Travail demandé: Poursuivez l'extrait de jugement sur les crimes contre l'humanité au Sri Lanka en reprenant après sa dernière phrase.

Texte présenté:
Vu la gravité des conséquences éventuelles du rejet, fondé sur la section Fa) de l’article premier de la Convention, de la revendication de l’appelant et la norme de preuve relativement peu rigoureuse à laquelle doit satisfaire le ministre, il est crucial que la section du statut rapporte dans ses motifs de décision les crimes contre l’humanité dont elle a des raisons sérieuses de penser que le demandeur les a commis.

 

 

 

[103]       La Cour suprême a expliqué, dans l’arrêt Mugesera, précité, au paragraphe 128, que l’acte criminel constituant un crime contre l’humanité comporte les éléments essentiels suivants :

            1.         l’un des actes prohibés énumérés est commis;

            2.         il est commis dans le cadre d’une attaque généralisée ou systématique; et

3.         l’attaque est dirigée contre une population civile ou un groupe identifiable de personnes.

 

[104]       Les crimes contre l’humanité sont définis dans l’article 7 du Statut de Rome, et cette définition a été transposée dans les lois canadiennes. Selon le paragraphe 4(3) de la Loi sur les crimes contre l’humanité et les crimes de guerre, LC 2000, c 24, l’expression « crime contre l’humanité » est définie ainsi :

Meurtre, extermination, réduction en esclavage, déportation, emprisonnement, torture, violence sexuelle, persécution ou autre fait — acte ou omission — inhumain, d’une part, commis contre une population civile ou un groupe identifiable de personnes et, d’autre part, qui constitue, au moment et au lieu de la perpétration, un crime contre l’humanité selon le droit international coutumier ou le droit international conventionnel, ou en raison de son caractère criminel d’après les principes généraux de droit reconnus par l’ensemble des nations, qu’il constitue ou non une transgression du droit en vigueur à ce moment et dans ce lieu.

 

 

 

[105]       Plusieurs des actes commis par la marine et par les forces de sécurité du Sri Lanka décrits dans la preuve documentaire, laquelle est mentionnée par la Commission, entrent dans le champ d’application de cette définition.

 

[106]       Dans l’arrêt Mugesera, la Cour suprême expliquait le sens de l’expression « attaque généralisée ou systématique » :

[…] dans la plupart des cas, l’attaque se caractérise par des actes de violence […] (au paragraphe 153)

 

[…] Il peut s’agir [l’attaque généralisée] d’une série d’actes ou d’un acte isolé de grande envergure […] (au paragraphe 154)

 

L’attaque systématique est « soigneusement organisé[e] selon un modèle régulier en exécution d’une politique concertée mettant en œuvre des moyens publics ou privés considérables », conformément à une politique ou à un plan, mais il n’est pas nécessaire que la politique soit une politique officielle de l’État et le nombre de victimes n’est pas déterminant […] (au paragraphe 155)

 

[…] Le tribunal déterminera si l’attaque était généralisée ou systématique à la lumière des moyens, des méthodes et des ressources mis en œuvre, ainsi que de ses conséquences pour la population civile […] (au paragraphe 156)

 

[107]       Les abondantes sources de preuve et les comptes rendus qu’elles renferment, notamment les références à des dizaines de milliers de disparitions et à l’institutionnalisation de la torture, permettent de conclure que les actes de la marine et des forces de sécurité faisaient partie d’une attaque généralisée ou systématique au Sri Lanka.

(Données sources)
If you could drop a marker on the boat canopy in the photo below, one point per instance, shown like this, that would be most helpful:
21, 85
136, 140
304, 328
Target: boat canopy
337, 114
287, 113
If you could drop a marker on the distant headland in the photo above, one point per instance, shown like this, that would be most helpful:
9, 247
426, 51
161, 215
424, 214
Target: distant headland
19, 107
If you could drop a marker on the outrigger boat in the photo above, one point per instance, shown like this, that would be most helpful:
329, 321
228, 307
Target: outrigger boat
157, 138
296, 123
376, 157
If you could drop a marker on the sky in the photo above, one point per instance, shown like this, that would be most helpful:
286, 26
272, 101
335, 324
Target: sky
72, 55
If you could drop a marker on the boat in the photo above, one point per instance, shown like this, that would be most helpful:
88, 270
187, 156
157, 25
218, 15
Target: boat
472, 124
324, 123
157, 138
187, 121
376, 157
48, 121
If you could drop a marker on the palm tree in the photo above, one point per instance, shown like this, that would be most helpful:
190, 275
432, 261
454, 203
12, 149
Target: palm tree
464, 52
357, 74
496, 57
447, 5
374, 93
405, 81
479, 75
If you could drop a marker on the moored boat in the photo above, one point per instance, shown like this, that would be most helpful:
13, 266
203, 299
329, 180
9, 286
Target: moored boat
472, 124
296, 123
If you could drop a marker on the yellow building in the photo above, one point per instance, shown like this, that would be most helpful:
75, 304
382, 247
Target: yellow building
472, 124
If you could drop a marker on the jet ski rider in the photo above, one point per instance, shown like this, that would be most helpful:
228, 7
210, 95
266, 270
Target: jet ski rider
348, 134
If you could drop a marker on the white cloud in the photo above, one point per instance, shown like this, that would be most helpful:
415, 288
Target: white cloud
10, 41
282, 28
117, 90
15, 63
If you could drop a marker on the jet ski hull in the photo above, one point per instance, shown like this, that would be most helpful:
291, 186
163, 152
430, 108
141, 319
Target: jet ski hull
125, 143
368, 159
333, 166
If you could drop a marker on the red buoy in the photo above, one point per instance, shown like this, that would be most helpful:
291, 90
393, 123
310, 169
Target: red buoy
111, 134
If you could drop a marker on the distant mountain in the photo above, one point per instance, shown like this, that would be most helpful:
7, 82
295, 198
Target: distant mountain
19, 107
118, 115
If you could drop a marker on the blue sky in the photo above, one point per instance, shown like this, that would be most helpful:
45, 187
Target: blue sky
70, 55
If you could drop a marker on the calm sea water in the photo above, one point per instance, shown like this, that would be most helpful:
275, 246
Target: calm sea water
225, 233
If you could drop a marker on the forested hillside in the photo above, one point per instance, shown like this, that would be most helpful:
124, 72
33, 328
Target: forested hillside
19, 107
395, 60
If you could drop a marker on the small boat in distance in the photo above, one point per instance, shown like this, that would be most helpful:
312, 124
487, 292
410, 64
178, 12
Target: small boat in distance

Réponse proposée:
 

[108]       Finalement, la preuve montre que la violence était dirigée, d’une manière disproportionnée, contre la population minoritaire tamoule. Comme l’écrivait la Cour suprême, l’exemple type d’une « population civile » serait un groupe national, ethnique ou religieux (voir l’arrêt Mugesera, précité, au paragraphe 162). La population tamoule du Sri Lanka entre manifestement dans cette description.

 

[109]       En résumé, bien que la Commission n’ait pas explicitement entrepris l’analyse des crimes, l’information contenue dans les extraits de la preuve documentaire qu’elle a insérés dans sa décision établit suffisamment les éléments essentiels de crimes contre l’humanité. Je ne crois pas que le fait que la Commission n’ait pas entrepris explicitement cette analyse suffise à rendre sa décision déraisonnable.

 

[110]       S’agissant de la troisième erreur alléguée, les demandeurs affirment que la Commission n’a pas suffisamment rattaché le demandeur principal aux unités précises de la marine qui avaient commis les crimes contre l’humanité et avec lesquelles le demandeur principal partageait une intention commune.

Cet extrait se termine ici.